**WHAT YOU NEED TO DO**
Repeat exactly the lines that run from the one containing "Would you be able to point at the dog's mouth" to the end of the data, and leave out all others.

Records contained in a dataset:
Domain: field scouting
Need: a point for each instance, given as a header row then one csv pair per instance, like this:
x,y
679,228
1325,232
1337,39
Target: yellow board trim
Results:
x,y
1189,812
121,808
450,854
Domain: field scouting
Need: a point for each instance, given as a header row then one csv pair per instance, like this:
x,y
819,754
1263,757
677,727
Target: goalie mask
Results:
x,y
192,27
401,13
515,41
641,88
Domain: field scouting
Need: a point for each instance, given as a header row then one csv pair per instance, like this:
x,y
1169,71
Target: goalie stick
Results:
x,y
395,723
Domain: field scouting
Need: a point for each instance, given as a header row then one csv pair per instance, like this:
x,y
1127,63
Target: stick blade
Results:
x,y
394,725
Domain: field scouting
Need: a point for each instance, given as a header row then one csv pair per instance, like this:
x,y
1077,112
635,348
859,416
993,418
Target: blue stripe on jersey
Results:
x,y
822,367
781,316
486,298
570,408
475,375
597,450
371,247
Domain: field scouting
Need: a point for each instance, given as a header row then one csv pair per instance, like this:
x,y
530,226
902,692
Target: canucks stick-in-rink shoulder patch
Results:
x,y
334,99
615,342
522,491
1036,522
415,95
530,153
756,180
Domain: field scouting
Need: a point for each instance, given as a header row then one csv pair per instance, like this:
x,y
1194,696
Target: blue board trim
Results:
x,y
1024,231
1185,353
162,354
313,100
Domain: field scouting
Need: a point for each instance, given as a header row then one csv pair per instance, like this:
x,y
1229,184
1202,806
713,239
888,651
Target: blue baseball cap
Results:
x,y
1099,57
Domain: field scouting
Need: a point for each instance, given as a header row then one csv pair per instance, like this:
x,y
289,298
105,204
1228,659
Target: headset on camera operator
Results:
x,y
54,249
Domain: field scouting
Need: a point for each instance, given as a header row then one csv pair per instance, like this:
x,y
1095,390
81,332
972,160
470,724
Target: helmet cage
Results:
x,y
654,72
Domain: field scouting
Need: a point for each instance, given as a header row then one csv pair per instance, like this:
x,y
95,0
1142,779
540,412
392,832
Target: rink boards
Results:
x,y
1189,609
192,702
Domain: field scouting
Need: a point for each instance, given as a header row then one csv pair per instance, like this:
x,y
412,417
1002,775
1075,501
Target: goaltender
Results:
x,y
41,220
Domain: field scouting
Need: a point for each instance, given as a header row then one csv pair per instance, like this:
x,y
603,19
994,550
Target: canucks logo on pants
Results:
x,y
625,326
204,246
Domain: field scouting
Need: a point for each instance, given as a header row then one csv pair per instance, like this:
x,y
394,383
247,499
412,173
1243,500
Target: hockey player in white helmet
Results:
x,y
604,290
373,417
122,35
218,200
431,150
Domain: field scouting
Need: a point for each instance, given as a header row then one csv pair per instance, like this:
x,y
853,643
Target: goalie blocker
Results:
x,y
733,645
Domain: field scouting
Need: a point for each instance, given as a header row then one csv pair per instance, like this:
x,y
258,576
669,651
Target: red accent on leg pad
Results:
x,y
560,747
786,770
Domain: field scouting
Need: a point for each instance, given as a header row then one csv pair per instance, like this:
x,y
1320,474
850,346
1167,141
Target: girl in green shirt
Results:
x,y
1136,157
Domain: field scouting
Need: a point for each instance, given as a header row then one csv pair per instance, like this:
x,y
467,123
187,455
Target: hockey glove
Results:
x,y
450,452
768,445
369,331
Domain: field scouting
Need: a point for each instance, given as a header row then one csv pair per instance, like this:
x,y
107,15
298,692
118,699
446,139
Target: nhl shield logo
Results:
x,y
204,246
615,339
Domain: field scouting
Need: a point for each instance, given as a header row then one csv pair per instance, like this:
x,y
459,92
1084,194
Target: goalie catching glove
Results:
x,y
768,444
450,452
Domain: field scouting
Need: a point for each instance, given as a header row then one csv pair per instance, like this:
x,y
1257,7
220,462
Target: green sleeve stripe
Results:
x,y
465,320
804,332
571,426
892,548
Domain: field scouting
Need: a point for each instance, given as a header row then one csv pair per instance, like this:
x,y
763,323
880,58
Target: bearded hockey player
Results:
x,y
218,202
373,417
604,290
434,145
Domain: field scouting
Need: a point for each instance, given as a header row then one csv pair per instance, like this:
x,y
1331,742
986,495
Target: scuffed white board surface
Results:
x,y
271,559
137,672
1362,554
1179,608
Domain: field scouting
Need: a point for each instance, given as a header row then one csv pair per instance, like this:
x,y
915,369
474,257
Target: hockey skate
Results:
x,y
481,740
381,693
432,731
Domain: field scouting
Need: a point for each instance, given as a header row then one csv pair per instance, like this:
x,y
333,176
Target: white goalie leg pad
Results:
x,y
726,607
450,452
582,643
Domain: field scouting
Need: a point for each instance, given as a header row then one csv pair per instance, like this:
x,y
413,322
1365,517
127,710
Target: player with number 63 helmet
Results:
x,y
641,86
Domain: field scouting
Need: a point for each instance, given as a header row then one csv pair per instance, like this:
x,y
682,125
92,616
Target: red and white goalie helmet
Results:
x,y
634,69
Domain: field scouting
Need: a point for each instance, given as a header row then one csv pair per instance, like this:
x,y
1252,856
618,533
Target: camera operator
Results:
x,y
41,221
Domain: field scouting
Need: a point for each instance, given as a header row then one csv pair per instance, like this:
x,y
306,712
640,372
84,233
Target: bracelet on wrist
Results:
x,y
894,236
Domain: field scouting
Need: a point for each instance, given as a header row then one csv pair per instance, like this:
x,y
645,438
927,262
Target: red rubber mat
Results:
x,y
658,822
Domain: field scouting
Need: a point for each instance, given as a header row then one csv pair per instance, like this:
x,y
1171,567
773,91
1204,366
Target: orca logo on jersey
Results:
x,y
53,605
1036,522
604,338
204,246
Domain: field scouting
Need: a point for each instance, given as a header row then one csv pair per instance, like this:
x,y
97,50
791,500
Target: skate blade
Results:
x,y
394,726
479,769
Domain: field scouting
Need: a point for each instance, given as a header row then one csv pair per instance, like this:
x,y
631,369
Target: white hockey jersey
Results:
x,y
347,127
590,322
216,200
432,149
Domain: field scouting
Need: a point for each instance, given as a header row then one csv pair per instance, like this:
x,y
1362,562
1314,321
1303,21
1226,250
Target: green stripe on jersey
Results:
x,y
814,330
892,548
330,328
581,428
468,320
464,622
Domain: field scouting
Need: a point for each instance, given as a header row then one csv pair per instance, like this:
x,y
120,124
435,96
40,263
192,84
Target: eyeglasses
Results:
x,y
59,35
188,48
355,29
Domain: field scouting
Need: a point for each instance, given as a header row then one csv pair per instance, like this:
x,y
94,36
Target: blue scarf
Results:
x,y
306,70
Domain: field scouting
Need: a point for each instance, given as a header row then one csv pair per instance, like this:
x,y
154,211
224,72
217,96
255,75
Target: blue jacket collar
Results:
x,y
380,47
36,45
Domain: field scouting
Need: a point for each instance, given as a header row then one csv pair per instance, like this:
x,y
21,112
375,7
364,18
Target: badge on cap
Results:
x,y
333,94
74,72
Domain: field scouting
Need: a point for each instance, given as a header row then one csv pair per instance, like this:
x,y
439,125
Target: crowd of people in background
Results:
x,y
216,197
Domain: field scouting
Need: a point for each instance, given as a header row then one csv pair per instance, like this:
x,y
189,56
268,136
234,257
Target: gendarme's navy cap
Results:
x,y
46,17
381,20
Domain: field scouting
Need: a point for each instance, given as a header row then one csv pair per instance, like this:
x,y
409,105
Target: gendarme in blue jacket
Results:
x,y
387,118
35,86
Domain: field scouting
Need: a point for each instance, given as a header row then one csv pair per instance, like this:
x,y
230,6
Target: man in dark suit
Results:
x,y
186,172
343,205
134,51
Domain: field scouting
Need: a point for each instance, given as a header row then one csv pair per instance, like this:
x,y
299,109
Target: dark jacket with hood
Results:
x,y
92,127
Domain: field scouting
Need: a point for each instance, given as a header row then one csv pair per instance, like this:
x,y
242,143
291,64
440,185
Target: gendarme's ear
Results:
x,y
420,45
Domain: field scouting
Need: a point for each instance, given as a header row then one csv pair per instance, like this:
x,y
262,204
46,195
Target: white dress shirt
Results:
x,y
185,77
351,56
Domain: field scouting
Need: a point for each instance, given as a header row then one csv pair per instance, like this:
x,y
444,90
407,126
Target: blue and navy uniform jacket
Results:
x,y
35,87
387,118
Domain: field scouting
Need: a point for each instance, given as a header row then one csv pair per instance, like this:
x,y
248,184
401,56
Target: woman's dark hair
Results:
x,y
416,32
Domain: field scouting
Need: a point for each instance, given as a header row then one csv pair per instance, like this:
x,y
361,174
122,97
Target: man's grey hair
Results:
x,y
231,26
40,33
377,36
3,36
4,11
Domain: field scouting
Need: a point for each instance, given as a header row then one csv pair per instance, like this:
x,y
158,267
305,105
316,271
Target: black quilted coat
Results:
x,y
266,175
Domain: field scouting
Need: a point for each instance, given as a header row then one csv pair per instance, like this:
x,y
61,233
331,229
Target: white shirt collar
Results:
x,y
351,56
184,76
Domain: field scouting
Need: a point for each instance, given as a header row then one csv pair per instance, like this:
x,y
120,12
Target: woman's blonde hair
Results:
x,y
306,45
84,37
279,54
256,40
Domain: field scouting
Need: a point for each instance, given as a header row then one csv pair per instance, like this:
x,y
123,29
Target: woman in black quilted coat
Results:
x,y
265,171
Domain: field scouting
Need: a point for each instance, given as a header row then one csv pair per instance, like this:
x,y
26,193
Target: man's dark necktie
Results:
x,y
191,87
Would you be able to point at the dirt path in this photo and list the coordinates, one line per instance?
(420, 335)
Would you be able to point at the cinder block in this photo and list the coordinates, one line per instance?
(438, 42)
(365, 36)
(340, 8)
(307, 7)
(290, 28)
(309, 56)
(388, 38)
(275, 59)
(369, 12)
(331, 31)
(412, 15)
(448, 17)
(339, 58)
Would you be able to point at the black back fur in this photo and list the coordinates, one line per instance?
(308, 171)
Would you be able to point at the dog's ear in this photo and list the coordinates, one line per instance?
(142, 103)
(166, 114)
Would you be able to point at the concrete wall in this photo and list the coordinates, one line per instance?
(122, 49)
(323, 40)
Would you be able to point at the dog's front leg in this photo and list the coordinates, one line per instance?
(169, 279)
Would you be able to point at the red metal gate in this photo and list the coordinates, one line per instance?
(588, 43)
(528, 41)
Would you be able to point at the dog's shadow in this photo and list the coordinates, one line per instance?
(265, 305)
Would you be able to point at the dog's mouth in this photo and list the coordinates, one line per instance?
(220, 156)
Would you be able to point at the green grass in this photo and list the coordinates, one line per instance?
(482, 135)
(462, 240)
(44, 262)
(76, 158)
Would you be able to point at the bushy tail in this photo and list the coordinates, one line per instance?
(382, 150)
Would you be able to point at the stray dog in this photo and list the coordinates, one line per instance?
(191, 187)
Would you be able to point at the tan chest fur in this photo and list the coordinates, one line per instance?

**THE COMPLETED TASK**
Would you be able to point at the dog's mouth in this photo and list the coordinates, one line per instance?
(220, 156)
Would you be able to point at the green grass in this photo and list the coordinates, one line per instance?
(482, 135)
(462, 240)
(44, 262)
(76, 158)
Would you be able to point at the bushy tail in this photo and list the coordinates, one line per instance?
(382, 150)
Would you be able to point at the stray dog in this photo and list the coordinates, one line per instance?
(191, 187)
Would you be able to point at the tan chest fur in this photo and list the coordinates, one line per instance?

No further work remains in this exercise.